[GIVEN DATA]

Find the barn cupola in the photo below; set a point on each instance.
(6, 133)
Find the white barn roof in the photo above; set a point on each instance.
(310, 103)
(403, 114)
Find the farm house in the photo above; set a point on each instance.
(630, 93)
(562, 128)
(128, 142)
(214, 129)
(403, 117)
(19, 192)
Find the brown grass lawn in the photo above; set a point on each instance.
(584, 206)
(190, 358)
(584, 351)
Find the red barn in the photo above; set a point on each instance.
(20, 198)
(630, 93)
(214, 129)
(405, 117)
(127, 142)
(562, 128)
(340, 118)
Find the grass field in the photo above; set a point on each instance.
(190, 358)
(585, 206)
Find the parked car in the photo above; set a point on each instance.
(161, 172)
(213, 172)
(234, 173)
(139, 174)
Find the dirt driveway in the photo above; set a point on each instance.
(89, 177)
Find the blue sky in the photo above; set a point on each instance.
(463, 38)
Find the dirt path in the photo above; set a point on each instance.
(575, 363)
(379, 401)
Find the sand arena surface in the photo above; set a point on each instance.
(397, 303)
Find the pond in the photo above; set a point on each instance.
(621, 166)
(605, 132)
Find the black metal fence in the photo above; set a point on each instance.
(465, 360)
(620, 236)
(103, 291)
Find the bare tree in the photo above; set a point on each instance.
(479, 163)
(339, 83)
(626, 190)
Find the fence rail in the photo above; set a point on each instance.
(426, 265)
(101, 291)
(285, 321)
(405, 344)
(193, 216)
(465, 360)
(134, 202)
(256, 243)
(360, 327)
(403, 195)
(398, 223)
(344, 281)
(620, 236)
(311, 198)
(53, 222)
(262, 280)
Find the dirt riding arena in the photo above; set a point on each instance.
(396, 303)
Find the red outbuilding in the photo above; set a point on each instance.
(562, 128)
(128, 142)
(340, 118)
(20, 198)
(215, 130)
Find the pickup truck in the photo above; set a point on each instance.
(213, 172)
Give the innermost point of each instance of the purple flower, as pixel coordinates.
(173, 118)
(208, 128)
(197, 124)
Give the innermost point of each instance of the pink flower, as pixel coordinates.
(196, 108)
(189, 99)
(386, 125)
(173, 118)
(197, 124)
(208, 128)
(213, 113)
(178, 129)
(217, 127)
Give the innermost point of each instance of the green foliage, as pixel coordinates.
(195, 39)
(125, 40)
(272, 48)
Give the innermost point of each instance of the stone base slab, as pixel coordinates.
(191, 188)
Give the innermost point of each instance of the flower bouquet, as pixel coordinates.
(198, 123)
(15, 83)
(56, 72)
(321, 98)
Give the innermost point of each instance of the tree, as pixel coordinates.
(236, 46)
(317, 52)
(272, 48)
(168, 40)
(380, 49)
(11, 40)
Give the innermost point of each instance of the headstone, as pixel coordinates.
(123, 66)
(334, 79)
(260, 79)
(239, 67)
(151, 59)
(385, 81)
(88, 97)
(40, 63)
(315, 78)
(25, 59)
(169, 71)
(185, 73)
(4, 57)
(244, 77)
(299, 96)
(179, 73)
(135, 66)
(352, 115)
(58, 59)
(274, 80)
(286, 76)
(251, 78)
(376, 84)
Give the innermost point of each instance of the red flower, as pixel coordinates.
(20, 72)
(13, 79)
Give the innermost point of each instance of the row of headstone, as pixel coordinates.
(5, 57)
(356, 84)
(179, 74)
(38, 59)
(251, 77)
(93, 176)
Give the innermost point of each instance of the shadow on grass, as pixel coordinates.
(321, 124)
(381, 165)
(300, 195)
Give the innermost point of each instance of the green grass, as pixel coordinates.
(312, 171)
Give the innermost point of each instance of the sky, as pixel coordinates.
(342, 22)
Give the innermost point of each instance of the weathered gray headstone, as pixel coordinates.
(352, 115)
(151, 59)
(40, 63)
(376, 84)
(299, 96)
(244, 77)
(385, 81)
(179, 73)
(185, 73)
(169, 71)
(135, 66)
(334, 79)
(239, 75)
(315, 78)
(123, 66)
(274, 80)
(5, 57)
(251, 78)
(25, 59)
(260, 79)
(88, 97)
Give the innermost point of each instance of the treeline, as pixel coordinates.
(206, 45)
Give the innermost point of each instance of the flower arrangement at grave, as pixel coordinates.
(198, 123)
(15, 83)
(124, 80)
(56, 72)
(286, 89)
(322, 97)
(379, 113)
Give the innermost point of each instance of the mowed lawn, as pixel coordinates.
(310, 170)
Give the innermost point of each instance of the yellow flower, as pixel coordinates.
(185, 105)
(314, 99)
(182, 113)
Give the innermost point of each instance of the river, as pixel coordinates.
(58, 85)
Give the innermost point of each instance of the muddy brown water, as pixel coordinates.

[/GIVEN DATA]

EXERCISE DIRECTIONS
This exercise requires that all of the entries be repeated exactly.

TASK ANSWER
Find the barn cupola in the photo below; set a point on each instance.
(6, 133)
Find the white barn roof in the photo above; set a point on each instance.
(310, 103)
(403, 114)
Find the farm house in the photo above; set a point on each instance.
(630, 93)
(562, 128)
(128, 142)
(214, 129)
(403, 117)
(19, 192)
Find the brown grass lawn in the photo above; set a point on each instance.
(584, 206)
(190, 358)
(584, 351)
Find the red barn in the photo above; set a point on each instance.
(20, 198)
(630, 93)
(214, 129)
(405, 117)
(127, 142)
(562, 128)
(340, 118)
Find the grass field in the photo above; set a point on each instance.
(190, 358)
(585, 206)
Find the parked car in the photo above; set a point on each instance.
(161, 172)
(213, 172)
(234, 173)
(139, 174)
Find the dirt driveway in the photo above; set a point on each instance.
(89, 177)
Find the blue sky in the photo above; set a point on each instance.
(463, 38)
Find the dirt path in the photo above; set a point on each instance.
(575, 363)
(379, 401)
Find the sand arena surface in the photo above; set a point on each instance.
(397, 303)
Find the pond in the photo above; set a point on each instance.
(621, 166)
(605, 132)
Find the black metal fence in the photo above; set a point on each instance.
(465, 360)
(620, 236)
(103, 291)
Find the bare tree in the photo above; set a point on each instance.
(479, 163)
(339, 83)
(626, 190)
Find the fence rail in the photo above; set a point on each instance.
(426, 265)
(101, 291)
(285, 321)
(405, 344)
(193, 216)
(465, 360)
(134, 202)
(256, 243)
(360, 327)
(403, 195)
(398, 223)
(344, 281)
(620, 236)
(311, 198)
(53, 222)
(262, 280)
Find the dirt riding arena in the photo above; set a point on each instance.
(396, 303)
Find the red outbuilding in the photo above; set a point on each instance.
(562, 128)
(128, 142)
(340, 118)
(20, 198)
(215, 130)
Find the pickup truck in the photo above; set a point on each instance.
(213, 172)
Give the innermost point of each instance of the purple flower, as pixel coordinates.
(173, 118)
(208, 128)
(197, 124)
Give the innermost point of each instance of the pink flower, as pixel coordinates.
(196, 108)
(189, 99)
(386, 125)
(173, 118)
(197, 124)
(208, 128)
(213, 113)
(178, 129)
(217, 127)
Give the innermost point of each instance of the green foliage, as pixel coordinates.
(195, 39)
(125, 40)
(272, 48)
Give the innermost point of each instance of the stone base slab, as pixel coordinates.
(191, 188)
Give the innermost point of each instance of the flower bouquet, as pixel coordinates.
(198, 123)
(15, 83)
(56, 72)
(321, 98)
Give the innermost point of each instance of the tree, as pixel coordinates.
(236, 46)
(317, 52)
(272, 48)
(168, 40)
(380, 49)
(11, 40)
Give the innermost point of each instance of the headstone, as pixel coordinates.
(123, 66)
(334, 79)
(260, 79)
(239, 67)
(151, 59)
(385, 81)
(88, 97)
(40, 63)
(315, 78)
(25, 59)
(169, 71)
(185, 73)
(4, 57)
(244, 77)
(299, 96)
(179, 73)
(135, 66)
(352, 115)
(58, 59)
(274, 80)
(286, 76)
(251, 78)
(376, 84)
Give the innermost point of each instance of the red flower, as pixel coordinates.
(20, 72)
(13, 79)
Give the innermost point of each instance of the row of headstone, as pixel coordinates.
(5, 57)
(356, 84)
(179, 74)
(38, 59)
(251, 77)
(93, 176)
Give the innermost point of each instance of the shadow on grass, as pixel coordinates.
(321, 124)
(381, 165)
(300, 195)
Give the innermost point of each instance of the green grass, as pixel coordinates.
(312, 171)
Give the innermost point of each instance of the sky, as pixel coordinates.
(342, 22)
Give the innermost point of each instance of the weathered gray headstone, as pixel coordinates.
(352, 115)
(151, 59)
(40, 63)
(376, 84)
(299, 96)
(244, 77)
(385, 81)
(179, 73)
(185, 73)
(169, 71)
(135, 66)
(334, 79)
(239, 75)
(315, 78)
(123, 66)
(274, 80)
(5, 57)
(251, 78)
(25, 59)
(260, 79)
(88, 97)
Give the innermost point of each instance of the treeline, as pixel coordinates.
(206, 45)
Give the innermost point of each instance of the flower arrangement at grave, as pixel coordinates.
(198, 123)
(15, 83)
(124, 80)
(56, 72)
(286, 89)
(322, 97)
(379, 113)
Give the innermost point of each instance of the mowed lawn, as pixel coordinates.
(310, 170)
Give the innermost point of each instance of the yellow flower, as pixel coordinates.
(185, 105)
(314, 99)
(182, 113)
Give the innermost point of each instance of the river, as pixel coordinates.
(58, 85)
Give the innermost point of each instance of the muddy brown water, as pixel coordinates.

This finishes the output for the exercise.